* Problem details: Reproduce exactly, and only, the lines below from the one containing "Target: roan horse's dark mane" through the one containing "Reviewer note: check that each instance of the window".

* Input data:
____
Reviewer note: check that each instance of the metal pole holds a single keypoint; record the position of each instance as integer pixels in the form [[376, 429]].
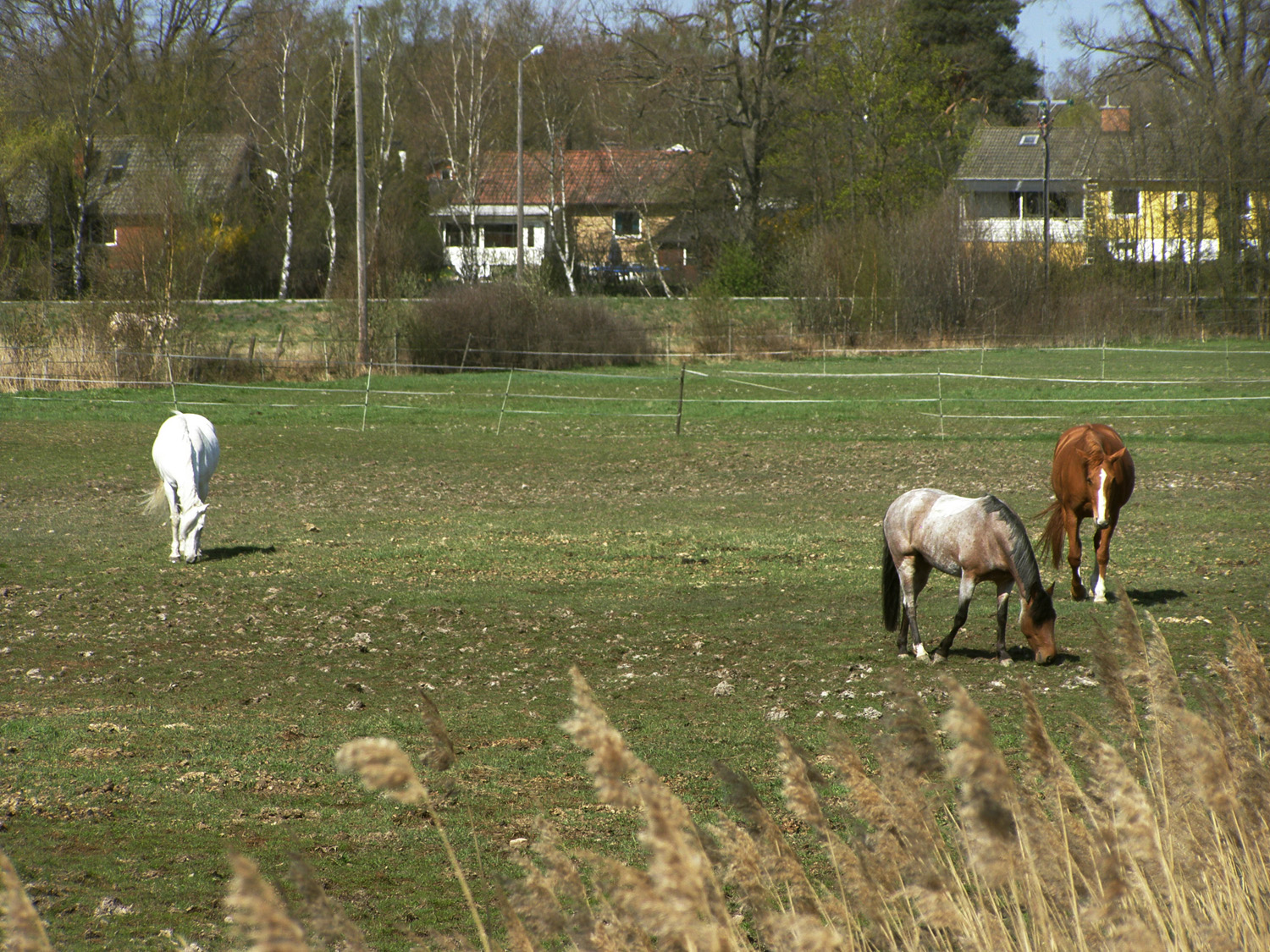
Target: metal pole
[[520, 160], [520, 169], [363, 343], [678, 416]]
____
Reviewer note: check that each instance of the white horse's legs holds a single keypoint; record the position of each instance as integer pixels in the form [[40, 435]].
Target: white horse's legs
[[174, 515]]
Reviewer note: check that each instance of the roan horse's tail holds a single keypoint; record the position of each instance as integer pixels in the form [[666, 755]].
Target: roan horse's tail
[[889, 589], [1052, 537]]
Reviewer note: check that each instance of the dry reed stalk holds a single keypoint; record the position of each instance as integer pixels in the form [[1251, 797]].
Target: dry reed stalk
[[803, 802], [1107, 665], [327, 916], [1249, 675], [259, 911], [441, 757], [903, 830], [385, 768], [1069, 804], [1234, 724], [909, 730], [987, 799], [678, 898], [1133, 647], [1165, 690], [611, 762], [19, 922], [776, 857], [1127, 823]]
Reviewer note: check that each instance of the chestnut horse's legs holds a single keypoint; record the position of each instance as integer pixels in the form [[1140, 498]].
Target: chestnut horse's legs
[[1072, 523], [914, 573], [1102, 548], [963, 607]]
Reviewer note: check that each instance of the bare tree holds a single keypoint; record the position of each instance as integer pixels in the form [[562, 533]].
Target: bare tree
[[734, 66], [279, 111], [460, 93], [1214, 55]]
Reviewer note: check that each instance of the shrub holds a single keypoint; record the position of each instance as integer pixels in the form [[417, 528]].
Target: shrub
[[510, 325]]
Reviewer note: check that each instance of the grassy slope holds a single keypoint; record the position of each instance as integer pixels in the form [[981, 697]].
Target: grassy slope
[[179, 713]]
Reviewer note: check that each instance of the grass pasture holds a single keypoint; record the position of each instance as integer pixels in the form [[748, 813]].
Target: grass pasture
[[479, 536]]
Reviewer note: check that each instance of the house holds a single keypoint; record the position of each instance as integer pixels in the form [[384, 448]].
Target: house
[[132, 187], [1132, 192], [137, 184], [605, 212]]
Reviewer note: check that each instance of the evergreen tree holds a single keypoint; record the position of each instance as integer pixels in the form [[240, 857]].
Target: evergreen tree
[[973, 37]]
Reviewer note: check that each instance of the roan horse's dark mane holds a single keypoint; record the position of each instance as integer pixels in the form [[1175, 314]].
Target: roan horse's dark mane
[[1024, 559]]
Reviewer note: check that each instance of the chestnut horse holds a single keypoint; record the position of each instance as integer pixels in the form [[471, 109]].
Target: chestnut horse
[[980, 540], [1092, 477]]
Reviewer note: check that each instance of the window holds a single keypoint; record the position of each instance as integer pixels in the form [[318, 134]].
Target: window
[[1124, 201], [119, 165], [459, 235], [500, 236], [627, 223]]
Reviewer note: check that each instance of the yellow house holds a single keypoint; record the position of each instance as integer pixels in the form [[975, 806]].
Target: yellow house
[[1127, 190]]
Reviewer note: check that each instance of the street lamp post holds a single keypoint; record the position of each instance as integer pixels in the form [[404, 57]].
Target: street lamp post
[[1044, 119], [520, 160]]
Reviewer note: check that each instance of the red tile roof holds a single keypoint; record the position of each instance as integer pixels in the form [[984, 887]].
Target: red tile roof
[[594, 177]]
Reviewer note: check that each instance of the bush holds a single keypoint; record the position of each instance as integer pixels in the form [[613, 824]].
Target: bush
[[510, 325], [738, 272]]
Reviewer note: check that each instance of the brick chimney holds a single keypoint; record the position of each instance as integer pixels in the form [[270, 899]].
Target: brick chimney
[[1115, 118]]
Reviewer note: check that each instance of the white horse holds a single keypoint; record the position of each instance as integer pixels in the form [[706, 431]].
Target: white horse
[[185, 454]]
____
* Answer to this exercise:
Target: roan horse's dark mane
[[1024, 559]]
Reviewer note: check that each instance of the chestnut horse holds a single keypoint; record the position of each instance as integer pixels in the form [[471, 109]].
Target: chestnut horse
[[980, 540], [1092, 477]]
Reviewer note: check that each instance of the window holds a single keypoint; record the position of each instance as integer pixels in the form [[318, 134]].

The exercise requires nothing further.